** Begin **
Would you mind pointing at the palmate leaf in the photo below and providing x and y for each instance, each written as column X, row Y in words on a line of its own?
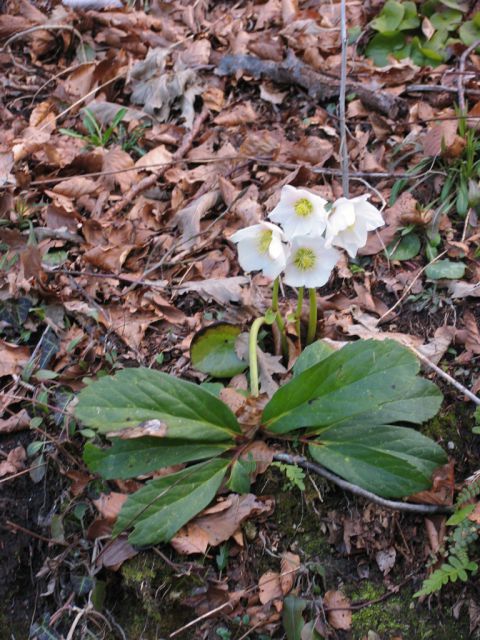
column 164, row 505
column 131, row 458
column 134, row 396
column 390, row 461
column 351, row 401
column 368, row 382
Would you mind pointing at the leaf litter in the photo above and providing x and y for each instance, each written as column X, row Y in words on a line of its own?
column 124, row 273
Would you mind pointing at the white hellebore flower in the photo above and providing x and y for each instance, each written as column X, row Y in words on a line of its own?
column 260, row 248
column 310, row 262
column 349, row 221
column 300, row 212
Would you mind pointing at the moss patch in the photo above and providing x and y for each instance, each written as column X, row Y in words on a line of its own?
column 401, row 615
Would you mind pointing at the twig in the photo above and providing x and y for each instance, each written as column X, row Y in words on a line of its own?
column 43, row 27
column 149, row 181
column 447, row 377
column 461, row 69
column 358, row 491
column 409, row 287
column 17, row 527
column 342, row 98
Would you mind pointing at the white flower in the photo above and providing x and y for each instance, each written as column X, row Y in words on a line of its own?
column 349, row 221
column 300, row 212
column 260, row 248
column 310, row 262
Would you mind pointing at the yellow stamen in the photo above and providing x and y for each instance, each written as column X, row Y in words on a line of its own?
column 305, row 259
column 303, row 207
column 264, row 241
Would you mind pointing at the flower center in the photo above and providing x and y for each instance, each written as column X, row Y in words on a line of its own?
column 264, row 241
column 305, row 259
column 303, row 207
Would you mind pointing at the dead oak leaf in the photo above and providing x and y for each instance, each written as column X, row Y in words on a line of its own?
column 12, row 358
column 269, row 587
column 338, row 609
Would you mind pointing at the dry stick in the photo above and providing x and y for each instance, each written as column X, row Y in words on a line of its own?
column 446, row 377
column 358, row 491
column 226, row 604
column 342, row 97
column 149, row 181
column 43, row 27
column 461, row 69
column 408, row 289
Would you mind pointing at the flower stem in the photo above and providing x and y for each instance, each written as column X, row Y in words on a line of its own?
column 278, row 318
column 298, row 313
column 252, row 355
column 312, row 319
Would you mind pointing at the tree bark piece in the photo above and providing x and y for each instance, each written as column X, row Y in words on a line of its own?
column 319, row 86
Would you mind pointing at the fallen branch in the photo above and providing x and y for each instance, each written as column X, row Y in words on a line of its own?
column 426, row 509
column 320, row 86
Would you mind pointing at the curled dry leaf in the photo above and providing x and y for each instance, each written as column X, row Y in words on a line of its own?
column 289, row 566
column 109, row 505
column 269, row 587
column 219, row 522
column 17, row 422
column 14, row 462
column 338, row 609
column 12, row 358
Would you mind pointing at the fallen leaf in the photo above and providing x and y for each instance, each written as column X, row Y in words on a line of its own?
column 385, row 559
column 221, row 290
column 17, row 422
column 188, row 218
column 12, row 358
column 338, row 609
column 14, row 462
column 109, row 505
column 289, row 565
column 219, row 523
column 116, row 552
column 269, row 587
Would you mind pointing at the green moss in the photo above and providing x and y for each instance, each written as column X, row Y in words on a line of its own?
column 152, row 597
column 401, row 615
** End **
** Begin **
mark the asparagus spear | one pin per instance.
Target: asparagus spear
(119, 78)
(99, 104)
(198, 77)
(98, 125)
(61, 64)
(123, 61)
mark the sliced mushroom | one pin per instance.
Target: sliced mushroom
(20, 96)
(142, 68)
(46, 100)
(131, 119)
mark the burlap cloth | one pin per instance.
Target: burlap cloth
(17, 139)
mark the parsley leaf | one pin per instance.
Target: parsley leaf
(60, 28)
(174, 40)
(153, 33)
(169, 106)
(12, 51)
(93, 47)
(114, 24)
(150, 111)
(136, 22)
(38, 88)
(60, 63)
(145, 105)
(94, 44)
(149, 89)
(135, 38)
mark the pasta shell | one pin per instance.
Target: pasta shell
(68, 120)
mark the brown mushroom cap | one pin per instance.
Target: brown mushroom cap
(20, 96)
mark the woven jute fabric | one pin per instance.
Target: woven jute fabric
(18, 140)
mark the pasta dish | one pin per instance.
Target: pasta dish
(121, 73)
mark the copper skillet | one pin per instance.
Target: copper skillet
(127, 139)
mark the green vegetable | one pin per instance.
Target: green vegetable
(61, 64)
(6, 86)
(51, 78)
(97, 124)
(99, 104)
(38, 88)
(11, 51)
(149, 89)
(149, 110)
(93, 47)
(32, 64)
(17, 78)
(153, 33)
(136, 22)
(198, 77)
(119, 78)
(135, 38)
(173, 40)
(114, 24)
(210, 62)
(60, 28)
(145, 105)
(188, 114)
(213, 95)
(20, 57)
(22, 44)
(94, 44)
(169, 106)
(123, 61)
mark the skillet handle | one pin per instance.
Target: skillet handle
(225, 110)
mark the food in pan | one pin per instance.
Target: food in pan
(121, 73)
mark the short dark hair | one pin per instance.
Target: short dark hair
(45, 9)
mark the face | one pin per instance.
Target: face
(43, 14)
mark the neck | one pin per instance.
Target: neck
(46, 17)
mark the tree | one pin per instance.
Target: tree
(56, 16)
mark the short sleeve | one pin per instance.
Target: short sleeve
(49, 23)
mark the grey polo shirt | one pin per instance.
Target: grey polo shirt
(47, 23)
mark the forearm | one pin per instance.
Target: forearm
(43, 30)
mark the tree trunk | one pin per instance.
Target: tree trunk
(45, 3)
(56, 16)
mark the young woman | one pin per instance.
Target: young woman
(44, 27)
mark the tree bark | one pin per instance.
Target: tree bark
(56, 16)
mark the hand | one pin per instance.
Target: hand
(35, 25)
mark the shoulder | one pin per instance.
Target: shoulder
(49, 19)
** End **
** Begin **
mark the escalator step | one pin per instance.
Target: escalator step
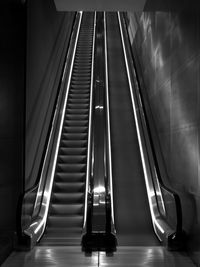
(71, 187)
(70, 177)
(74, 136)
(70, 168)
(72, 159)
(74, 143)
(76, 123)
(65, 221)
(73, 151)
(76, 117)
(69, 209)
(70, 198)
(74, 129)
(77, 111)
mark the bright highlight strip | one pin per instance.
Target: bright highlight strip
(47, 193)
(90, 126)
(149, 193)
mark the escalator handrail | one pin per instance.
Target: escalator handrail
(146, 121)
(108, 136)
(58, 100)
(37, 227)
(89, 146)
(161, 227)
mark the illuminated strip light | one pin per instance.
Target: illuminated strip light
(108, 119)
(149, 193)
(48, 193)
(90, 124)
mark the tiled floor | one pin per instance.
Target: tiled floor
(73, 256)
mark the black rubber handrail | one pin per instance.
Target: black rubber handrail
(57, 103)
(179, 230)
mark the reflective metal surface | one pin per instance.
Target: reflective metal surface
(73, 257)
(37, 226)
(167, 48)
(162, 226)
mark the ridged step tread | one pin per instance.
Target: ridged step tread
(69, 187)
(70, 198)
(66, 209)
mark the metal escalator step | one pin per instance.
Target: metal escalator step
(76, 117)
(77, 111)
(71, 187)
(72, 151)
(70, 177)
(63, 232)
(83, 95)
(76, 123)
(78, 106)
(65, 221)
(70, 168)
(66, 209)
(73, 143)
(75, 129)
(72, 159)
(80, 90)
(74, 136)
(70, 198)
** End **
Reproduce, unchanged, the lines of the material above, beginning with the line that contains "Would you mind pointing at the twig" and continuing through the line that contains "column 342, row 98", with both of those lines included.

Would you mind pointing at the twig in the photo above and providing x and y for each instance, each written as column X, row Y in words on a line of its own?
column 43, row 27
column 149, row 181
column 447, row 377
column 461, row 69
column 358, row 491
column 409, row 287
column 17, row 527
column 342, row 98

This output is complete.